> [Brief a]: Please translate this sentence from the interview about Rudolf Steiner into Spanish: "People sometimes find it unusual and relate it to my engagement with Steiner."

From One Source

Dornach, Switzerland. 2025 is the 100th anniversary of Rudolf Steiner’s death. How does he live on in specific individuals? Sonja Zausch, member of the leadership team of the Section for Inclusive Social Development, gives her answers.


How do people in your field recognize that you are interested in Rudolf Steiner?

I like to ask “Why?” i.e., what is the origin of something, when something upsets me, until I get to the bottom of the matter. That can be very fulfilling in human encounters and also in objective situations. People sometimes find it unusual and relate it to my engagement with Steiner.

Where does anthroposophy irritate you?

Anthroposophy gives me the personal research task of dealing with myself and the world, and I appreciate the confrontation with Steiner’s impulses as an extension of my possible perception and thinking. So it’s a positive irritation!

For which questions of life is anthroposophy particularly important to you?

[Dataset records]
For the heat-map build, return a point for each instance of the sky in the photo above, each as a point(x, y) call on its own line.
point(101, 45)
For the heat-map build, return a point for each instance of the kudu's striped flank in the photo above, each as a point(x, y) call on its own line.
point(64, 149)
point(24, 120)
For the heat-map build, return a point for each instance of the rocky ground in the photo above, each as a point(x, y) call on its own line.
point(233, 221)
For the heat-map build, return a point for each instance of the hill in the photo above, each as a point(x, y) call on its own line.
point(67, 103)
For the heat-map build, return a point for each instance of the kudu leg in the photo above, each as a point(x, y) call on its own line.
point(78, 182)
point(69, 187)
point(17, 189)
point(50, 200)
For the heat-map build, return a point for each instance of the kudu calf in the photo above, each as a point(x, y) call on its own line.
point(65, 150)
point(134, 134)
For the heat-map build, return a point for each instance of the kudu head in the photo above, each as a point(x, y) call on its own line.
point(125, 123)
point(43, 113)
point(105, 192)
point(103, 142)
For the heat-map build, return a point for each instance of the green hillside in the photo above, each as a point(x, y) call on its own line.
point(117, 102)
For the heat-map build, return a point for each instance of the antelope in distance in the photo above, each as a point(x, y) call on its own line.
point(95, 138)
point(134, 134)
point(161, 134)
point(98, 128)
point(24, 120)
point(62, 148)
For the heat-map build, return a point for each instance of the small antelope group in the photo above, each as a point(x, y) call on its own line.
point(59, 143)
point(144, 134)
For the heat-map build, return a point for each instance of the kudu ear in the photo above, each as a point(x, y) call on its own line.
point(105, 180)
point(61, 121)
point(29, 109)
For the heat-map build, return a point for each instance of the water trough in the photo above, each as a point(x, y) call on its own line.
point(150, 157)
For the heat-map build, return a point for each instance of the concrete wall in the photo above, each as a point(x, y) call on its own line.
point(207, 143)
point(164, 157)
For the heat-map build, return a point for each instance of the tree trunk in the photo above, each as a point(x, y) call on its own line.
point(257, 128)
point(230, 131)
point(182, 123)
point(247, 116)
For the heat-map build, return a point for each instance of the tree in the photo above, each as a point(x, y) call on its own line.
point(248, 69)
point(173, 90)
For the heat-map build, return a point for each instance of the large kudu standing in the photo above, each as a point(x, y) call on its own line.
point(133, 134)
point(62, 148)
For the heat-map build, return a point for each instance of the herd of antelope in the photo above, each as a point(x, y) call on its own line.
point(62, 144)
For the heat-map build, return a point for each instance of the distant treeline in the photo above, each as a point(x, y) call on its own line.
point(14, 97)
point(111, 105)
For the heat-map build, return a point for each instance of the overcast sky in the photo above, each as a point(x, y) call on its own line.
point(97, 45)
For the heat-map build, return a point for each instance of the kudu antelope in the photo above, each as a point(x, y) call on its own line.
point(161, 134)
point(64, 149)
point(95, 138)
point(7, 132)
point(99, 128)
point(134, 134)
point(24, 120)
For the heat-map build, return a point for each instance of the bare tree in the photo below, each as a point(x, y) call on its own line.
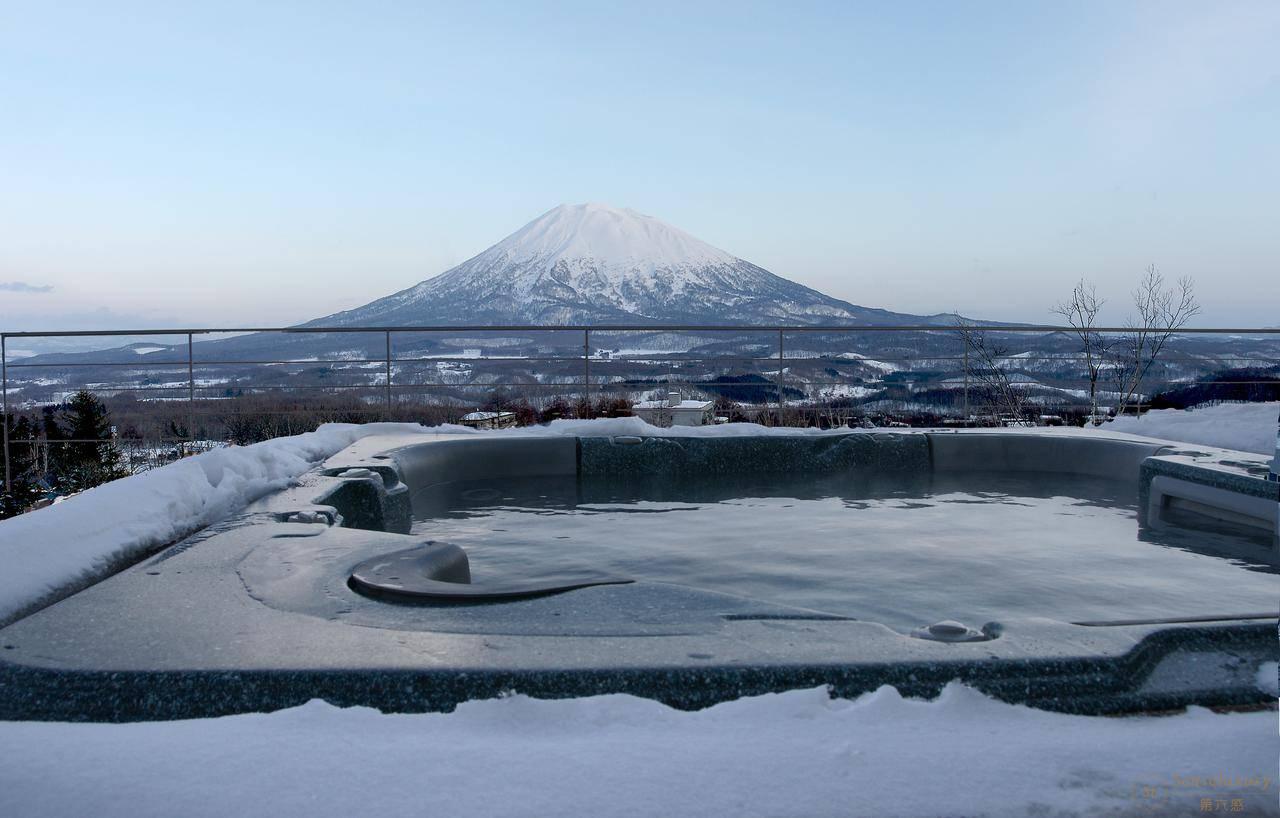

> [Brief b]: In the records, switch "water trough" to "drinking trough" in the lines between the line holding "of the water" and the line holding "point(150, 157)", inclusive. Return only those lines.

> [Right answer a]: A veces a la gente le parece inusual y lo relaciona con mi dedicación a Steiner.

> [Right answer b]:
For the heat-map build, return a point for each instance of the drinking trough in the photo above, each as a point(x, y) call on its own line.
point(150, 157)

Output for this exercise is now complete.